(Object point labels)
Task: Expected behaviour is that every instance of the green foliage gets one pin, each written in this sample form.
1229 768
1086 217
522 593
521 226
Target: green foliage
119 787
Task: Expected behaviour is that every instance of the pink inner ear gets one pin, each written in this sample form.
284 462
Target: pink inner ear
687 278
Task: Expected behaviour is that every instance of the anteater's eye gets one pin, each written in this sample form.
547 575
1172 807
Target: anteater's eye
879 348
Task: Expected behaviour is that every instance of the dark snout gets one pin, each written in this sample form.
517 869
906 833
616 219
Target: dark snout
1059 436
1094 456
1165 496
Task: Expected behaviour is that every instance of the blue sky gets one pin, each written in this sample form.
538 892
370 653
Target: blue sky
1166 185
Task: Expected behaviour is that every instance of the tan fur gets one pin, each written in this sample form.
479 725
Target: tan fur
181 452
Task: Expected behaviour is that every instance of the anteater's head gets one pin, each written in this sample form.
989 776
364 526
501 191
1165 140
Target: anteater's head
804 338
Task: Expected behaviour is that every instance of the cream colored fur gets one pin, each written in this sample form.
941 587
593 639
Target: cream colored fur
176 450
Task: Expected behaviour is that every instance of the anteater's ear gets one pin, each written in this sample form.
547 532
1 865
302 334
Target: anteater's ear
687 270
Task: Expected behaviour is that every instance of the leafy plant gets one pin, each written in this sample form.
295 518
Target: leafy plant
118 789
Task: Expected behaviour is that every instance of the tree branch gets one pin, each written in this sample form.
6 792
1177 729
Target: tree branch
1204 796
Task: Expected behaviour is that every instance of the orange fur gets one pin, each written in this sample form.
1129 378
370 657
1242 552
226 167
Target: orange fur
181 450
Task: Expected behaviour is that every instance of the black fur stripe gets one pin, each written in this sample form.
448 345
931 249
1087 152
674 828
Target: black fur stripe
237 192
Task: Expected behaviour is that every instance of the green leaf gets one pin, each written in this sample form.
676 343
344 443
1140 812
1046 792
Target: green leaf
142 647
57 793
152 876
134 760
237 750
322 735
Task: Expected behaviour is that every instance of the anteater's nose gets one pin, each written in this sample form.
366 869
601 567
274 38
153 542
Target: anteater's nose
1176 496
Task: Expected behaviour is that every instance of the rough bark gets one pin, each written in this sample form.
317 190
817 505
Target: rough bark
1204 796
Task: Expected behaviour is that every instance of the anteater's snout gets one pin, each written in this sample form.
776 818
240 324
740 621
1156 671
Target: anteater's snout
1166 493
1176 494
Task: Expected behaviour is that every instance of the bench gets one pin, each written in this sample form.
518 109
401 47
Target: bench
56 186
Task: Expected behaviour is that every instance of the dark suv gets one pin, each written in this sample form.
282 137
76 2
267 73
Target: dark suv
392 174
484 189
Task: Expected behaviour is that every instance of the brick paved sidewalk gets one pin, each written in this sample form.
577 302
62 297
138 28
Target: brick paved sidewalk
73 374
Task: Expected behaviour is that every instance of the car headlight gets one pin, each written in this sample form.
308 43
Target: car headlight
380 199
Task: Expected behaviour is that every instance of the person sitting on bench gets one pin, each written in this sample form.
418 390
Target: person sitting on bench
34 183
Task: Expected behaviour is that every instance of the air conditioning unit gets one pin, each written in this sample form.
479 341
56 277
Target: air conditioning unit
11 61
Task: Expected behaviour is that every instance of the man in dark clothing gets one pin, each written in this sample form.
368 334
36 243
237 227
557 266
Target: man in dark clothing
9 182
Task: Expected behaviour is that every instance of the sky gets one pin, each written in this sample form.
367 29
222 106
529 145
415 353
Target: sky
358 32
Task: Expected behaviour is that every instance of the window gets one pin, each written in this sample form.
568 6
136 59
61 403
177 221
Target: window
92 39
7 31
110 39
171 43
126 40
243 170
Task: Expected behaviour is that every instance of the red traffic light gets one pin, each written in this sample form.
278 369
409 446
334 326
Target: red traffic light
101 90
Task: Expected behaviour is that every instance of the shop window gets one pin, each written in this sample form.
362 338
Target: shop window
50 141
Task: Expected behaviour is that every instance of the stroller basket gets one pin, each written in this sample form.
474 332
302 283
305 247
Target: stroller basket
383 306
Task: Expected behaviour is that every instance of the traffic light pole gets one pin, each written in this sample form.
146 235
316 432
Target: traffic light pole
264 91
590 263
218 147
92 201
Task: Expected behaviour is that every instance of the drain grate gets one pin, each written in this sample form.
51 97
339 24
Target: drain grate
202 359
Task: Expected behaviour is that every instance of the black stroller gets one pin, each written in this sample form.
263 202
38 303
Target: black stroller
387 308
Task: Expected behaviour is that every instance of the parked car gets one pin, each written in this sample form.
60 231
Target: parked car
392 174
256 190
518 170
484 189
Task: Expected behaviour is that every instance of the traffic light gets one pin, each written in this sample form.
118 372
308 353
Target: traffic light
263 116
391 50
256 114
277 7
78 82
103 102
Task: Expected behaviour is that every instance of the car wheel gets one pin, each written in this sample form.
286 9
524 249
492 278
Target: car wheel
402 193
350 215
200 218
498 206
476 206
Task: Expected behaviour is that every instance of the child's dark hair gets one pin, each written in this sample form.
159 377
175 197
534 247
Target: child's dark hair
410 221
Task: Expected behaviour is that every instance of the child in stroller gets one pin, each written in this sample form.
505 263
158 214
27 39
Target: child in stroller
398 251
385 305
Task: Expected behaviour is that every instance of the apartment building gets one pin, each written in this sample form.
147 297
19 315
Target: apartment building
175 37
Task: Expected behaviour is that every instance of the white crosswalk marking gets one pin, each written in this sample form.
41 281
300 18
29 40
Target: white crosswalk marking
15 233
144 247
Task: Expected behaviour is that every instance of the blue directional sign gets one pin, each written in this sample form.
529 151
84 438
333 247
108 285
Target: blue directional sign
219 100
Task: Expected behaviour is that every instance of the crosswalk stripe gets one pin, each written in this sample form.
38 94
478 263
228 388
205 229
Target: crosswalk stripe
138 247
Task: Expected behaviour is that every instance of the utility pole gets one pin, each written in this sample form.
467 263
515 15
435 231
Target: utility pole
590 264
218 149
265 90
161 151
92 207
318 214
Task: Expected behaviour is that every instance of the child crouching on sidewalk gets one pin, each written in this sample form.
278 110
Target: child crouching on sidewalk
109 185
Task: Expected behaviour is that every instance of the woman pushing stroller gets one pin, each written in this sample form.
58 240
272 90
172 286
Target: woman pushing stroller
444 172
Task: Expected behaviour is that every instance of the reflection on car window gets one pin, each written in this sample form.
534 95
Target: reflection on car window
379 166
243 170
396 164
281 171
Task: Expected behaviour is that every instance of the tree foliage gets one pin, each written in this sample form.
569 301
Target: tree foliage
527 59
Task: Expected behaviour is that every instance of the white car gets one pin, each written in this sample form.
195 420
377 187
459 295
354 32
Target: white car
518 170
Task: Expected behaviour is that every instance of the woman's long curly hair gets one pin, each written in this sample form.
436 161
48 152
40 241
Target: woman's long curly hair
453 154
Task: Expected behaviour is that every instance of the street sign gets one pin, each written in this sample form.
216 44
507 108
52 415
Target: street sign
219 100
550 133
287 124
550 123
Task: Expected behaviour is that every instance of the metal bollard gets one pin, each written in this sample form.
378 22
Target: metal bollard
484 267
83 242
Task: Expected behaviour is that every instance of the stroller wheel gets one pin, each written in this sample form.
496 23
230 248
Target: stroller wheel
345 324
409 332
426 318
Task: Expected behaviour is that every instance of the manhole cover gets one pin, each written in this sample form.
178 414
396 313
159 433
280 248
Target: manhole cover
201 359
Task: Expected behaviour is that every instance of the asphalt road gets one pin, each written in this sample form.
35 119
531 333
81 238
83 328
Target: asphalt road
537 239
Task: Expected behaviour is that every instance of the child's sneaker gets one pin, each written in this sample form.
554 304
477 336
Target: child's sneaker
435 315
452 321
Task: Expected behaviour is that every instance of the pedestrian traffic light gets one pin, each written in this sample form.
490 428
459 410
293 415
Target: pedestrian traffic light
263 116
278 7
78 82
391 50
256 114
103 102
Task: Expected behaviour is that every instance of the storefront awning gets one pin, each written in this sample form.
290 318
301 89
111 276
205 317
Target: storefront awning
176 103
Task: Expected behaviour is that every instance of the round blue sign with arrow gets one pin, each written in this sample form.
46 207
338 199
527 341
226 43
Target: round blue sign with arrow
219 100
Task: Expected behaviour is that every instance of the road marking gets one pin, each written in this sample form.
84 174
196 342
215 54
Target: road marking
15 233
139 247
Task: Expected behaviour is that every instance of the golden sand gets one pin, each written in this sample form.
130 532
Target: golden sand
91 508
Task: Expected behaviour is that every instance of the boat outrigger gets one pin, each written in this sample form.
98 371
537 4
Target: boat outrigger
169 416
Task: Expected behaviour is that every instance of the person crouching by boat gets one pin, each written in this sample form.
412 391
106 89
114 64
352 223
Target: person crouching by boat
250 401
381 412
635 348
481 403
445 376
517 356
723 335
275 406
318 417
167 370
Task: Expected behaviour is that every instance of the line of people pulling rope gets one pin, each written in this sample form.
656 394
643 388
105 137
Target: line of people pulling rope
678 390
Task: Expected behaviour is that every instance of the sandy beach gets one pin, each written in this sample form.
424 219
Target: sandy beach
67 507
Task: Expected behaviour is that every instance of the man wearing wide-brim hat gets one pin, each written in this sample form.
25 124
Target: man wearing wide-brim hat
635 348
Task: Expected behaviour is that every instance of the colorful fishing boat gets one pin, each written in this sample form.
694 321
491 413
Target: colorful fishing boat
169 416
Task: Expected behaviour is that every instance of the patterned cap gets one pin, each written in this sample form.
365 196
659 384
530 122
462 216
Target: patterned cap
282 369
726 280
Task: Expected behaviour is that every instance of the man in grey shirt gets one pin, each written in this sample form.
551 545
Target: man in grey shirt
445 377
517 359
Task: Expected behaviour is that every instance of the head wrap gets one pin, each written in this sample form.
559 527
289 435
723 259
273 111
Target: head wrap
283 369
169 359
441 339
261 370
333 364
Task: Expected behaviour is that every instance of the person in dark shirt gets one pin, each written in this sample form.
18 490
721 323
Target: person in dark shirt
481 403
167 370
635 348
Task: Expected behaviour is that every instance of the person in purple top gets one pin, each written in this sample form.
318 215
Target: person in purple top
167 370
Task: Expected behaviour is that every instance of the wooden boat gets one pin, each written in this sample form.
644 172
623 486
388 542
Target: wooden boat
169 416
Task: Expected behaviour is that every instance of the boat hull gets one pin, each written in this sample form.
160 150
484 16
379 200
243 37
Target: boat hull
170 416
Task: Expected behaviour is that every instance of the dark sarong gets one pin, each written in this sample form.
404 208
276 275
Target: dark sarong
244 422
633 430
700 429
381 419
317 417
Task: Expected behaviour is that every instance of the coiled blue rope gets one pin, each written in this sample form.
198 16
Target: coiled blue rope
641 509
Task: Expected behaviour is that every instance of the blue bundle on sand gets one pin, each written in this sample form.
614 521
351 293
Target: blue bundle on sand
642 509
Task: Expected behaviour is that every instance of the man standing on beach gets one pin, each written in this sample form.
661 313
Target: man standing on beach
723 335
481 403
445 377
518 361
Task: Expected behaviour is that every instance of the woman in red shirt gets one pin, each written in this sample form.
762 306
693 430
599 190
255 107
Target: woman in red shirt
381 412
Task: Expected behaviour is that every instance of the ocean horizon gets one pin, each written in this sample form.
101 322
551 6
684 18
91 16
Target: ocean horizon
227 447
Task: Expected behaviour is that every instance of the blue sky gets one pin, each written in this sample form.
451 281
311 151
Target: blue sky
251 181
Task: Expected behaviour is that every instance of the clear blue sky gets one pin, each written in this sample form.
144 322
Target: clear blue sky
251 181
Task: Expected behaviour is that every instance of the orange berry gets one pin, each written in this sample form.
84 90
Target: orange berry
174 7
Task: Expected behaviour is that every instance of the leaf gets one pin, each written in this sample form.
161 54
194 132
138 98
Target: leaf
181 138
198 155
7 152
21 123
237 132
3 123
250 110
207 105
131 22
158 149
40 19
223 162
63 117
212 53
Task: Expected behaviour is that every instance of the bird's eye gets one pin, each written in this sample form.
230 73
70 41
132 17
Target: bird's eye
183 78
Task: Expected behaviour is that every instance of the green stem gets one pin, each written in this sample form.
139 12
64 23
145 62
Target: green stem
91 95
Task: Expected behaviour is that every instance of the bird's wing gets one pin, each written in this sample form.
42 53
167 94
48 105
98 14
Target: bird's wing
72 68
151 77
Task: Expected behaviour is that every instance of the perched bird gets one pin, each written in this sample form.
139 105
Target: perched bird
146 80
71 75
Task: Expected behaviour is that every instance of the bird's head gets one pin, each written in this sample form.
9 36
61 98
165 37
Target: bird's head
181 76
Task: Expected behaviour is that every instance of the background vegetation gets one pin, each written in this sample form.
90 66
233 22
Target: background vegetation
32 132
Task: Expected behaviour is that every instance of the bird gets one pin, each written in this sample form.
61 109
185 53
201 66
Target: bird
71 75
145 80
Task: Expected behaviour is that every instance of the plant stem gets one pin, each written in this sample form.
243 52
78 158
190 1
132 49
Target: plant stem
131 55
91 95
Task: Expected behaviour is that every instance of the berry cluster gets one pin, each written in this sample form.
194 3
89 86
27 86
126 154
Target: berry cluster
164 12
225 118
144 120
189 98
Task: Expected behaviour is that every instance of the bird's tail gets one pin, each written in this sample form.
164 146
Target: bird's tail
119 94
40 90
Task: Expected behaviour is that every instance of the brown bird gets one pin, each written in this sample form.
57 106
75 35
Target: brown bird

PROBLEM DETAILS
Nothing outside the span should appear: transcribe the lines from the one containing "the bird's head" through the last line of the records.

CORRECT RESPONSE
Task: Expected behaviour is that every instance of the bird's head gets one pin, each written in this sample form.
9 36
61 98
165 37
Target: bird's head
181 76
Task: Expected behaviour is that every instance of the background vegetation gets one pin, each written in this sample form.
90 66
233 22
Target: background vegetation
32 132
Task: Expected behaviour is that every instance of the bird gets one pin, each written in this sample form.
61 109
185 53
201 66
Target: bird
71 75
145 80
Task: Expected behaviour is that every instance of the plant stem gets one pin, each written in this sample form.
243 52
78 158
190 1
132 49
Target: plant stem
131 55
91 95
Task: Expected behaviour is that every instance of the berry cluster gets one pin, each written in this sample form.
194 3
89 86
27 86
126 154
Target: berry cluster
164 12
225 118
144 120
189 98
Task: Expected behaviour is that every instance of the bird's tail gets one pin, each written in this sample form.
164 146
Target: bird's tail
119 94
40 90
Task: Expected behaviour is that every instance of the brown bird gets one pin, each written in this sample form.
57 106
75 35
Target: brown bird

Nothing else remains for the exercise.